(Beginning of GIVEN DATA)
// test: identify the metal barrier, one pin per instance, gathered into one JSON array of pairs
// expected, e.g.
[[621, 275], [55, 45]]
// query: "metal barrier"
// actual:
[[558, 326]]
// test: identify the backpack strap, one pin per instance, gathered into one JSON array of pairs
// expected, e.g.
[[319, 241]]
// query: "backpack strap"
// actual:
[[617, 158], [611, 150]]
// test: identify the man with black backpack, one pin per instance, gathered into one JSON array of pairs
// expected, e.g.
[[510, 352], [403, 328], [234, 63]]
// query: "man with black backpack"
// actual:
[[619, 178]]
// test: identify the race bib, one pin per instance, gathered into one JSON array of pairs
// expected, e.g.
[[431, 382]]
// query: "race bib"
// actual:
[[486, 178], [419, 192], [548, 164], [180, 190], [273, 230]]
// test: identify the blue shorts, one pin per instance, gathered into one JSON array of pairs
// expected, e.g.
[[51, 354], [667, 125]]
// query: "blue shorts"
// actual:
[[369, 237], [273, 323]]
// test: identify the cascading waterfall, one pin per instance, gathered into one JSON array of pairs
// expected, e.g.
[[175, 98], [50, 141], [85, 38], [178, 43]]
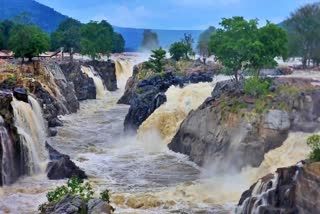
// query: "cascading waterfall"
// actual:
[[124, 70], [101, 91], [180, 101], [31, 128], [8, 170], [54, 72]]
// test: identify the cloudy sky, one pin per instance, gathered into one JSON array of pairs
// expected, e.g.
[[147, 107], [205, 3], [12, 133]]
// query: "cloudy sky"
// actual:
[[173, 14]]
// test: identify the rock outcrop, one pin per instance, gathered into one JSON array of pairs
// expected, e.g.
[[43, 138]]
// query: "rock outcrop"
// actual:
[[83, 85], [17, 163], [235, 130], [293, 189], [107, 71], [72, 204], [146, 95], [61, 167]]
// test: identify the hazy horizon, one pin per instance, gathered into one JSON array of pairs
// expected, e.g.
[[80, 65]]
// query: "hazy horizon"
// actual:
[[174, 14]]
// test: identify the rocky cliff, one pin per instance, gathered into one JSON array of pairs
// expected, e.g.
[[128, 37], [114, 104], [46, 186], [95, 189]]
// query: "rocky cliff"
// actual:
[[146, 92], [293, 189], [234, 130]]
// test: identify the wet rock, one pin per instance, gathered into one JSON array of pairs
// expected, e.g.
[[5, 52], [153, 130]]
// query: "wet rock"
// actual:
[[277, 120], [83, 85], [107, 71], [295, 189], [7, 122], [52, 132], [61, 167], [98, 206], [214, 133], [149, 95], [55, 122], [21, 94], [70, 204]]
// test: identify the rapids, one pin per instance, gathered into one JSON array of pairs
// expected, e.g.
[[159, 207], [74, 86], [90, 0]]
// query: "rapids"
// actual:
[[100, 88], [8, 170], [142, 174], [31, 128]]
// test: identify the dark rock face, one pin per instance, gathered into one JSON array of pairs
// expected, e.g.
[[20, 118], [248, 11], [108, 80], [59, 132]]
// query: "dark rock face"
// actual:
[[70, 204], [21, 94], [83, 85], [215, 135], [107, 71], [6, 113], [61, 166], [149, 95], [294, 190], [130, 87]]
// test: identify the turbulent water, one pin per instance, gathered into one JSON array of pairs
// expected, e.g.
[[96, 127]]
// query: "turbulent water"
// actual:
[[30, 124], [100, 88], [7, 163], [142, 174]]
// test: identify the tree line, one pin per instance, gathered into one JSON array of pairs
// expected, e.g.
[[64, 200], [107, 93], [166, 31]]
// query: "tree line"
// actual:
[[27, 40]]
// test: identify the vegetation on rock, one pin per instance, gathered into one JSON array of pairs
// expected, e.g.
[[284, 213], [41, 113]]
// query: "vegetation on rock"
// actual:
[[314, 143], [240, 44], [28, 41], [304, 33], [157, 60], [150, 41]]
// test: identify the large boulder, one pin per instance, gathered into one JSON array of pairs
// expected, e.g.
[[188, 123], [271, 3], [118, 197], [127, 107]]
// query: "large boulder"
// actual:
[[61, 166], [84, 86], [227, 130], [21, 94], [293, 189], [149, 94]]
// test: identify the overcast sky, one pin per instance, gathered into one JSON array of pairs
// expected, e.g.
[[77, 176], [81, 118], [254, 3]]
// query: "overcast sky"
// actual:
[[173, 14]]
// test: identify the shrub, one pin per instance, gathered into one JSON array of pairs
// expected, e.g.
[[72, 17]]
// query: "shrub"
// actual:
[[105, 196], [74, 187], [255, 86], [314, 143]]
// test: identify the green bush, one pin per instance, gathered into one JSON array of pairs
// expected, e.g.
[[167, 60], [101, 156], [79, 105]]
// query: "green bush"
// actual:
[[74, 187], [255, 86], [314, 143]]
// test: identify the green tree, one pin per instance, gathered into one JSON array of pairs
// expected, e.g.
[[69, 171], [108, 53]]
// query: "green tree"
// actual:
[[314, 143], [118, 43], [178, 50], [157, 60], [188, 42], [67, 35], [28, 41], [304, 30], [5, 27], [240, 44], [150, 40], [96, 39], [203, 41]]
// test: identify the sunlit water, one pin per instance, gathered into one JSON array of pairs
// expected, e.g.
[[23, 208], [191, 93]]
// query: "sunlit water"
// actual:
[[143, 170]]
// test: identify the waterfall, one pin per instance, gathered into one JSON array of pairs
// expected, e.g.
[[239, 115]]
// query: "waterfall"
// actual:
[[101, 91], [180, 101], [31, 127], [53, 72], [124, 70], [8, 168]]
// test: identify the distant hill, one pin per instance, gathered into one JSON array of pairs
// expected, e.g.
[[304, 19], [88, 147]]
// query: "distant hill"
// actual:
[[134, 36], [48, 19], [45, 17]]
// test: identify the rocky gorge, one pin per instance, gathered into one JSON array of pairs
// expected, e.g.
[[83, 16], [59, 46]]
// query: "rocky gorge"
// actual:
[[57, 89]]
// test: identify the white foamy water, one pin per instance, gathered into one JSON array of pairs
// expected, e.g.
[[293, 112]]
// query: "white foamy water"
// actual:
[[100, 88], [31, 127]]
(End of GIVEN DATA)
(Beginning of GIVEN DATA)
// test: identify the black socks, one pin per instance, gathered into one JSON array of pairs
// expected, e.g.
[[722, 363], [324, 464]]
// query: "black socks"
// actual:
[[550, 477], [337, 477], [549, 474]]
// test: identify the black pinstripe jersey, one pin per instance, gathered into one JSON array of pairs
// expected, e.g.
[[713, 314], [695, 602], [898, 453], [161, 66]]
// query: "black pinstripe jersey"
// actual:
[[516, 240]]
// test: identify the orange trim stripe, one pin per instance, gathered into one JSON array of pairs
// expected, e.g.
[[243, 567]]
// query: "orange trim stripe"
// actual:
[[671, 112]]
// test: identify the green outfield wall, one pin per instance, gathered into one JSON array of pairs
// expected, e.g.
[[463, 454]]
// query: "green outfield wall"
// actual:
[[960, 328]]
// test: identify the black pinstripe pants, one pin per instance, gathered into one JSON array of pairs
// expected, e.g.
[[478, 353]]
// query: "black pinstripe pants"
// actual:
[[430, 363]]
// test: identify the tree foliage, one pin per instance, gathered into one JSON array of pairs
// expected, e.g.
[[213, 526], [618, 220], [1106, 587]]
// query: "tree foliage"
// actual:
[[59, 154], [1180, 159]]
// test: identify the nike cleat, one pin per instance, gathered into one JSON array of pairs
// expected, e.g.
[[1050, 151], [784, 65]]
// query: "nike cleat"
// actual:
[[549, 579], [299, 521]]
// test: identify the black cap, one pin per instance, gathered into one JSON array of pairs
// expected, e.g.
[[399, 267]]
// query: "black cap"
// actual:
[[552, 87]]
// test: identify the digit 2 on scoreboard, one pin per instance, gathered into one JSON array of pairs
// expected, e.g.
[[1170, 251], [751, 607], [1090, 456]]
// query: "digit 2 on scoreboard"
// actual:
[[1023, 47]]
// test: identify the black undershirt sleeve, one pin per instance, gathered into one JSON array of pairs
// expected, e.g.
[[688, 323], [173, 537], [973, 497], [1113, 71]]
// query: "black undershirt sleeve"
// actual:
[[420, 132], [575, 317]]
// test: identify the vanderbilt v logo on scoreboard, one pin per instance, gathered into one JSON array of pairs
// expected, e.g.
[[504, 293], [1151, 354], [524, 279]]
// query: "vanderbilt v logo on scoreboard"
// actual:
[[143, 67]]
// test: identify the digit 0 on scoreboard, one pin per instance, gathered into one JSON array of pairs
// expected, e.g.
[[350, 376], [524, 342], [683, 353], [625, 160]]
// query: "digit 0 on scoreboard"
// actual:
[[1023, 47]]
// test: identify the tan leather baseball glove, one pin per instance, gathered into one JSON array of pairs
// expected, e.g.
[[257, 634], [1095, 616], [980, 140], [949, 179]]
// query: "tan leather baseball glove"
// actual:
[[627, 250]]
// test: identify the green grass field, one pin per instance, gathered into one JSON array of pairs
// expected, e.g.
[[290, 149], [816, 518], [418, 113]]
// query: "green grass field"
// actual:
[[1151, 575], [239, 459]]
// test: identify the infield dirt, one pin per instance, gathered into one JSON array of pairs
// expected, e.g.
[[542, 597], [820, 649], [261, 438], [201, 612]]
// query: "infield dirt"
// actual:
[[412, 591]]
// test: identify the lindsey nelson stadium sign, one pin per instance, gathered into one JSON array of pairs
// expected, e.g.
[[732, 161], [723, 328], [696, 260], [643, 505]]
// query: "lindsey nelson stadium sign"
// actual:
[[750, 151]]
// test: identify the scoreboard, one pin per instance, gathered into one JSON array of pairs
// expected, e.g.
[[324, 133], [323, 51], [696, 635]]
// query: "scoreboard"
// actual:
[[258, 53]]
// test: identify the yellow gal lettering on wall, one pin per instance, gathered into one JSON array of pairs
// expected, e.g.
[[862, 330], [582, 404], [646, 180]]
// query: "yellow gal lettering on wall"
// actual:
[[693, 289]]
(End of GIVEN DATA)
AIM OF THE EXERCISE:
The line above containing "identify the overcast", the line containing "the shrub, one", and every line between them are to be transcribed exactly; no other line is wanted.

RESPONSE TO THE EXERCISE:
// test: identify the overcast sky, one pin per instance, gathered into one JSON array of pairs
// expected, e.g.
[[77, 176], [81, 118], [254, 3]]
// query: "overcast sky"
// actual:
[[173, 14]]
// test: identify the shrub, one pin per instance, gathered into one JSON array of pairs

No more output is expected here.